What you need to do
Rewrite the records below, replacing "single pin" with "single marker" wherever it occurs and leaving everything else the same.

[Dataset records]
* * * *

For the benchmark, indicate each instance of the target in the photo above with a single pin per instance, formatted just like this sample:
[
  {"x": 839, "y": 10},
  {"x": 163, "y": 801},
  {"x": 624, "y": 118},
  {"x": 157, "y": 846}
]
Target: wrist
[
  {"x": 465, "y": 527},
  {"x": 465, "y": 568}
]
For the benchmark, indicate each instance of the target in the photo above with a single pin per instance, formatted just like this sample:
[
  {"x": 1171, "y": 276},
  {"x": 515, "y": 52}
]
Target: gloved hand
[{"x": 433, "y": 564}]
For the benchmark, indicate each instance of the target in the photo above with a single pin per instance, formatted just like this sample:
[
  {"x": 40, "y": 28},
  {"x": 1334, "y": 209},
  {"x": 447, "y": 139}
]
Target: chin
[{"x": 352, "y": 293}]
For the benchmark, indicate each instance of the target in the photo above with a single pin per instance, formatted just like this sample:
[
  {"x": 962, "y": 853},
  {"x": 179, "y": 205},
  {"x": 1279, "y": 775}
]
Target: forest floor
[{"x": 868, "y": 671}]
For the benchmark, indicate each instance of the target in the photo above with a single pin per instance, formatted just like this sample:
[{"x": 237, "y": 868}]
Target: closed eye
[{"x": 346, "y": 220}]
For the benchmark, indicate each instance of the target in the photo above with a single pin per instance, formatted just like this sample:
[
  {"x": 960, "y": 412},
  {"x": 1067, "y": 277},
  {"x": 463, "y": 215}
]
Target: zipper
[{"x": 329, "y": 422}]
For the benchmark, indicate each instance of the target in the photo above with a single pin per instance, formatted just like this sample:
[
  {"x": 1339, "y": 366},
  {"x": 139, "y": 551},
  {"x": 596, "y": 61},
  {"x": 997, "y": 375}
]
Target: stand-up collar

* * * *

Exercise output
For the benchmark, indicate each instance of the target in the photo above with a single marker per instance, formatted just like this sample:
[
  {"x": 839, "y": 10},
  {"x": 163, "y": 801},
  {"x": 624, "y": 118},
  {"x": 157, "y": 846}
]
Target: wrist
[
  {"x": 465, "y": 527},
  {"x": 465, "y": 568}
]
For the benchmark, indicate each instance of the target in the photo above with a single marker per instance, formatted just like this sample:
[
  {"x": 1171, "y": 276},
  {"x": 515, "y": 52}
]
Target: gloved hand
[{"x": 433, "y": 564}]
For the benchmark, indicate each instance of the target in the photo above with a single marker per instance, formatted just like this sample:
[
  {"x": 40, "y": 28},
  {"x": 1334, "y": 209},
  {"x": 447, "y": 139}
]
Target: chin
[{"x": 352, "y": 293}]
For the benchmark, indicate each instance of the target in the photo above with a single marker per instance, formatted just like this sample:
[
  {"x": 962, "y": 853},
  {"x": 179, "y": 205},
  {"x": 1279, "y": 775}
]
Target: forest floor
[{"x": 868, "y": 671}]
For the benchmark, indicate each instance of the target in the photo above with a single marker per instance, formatted just like this sample:
[{"x": 237, "y": 868}]
Target: closed eye
[{"x": 346, "y": 220}]
For the benchmark, indicate each instance of the target in the photo above with a single marker per instance, formatted just like this sample:
[
  {"x": 960, "y": 412},
  {"x": 1067, "y": 277},
  {"x": 463, "y": 215}
]
Target: zipper
[{"x": 329, "y": 422}]
For the benchmark, indicate each instance of the target in the photo above with a single marker per instance, formatted just like this sample:
[
  {"x": 1339, "y": 366},
  {"x": 139, "y": 551},
  {"x": 596, "y": 61},
  {"x": 997, "y": 375}
]
Target: stand-up collar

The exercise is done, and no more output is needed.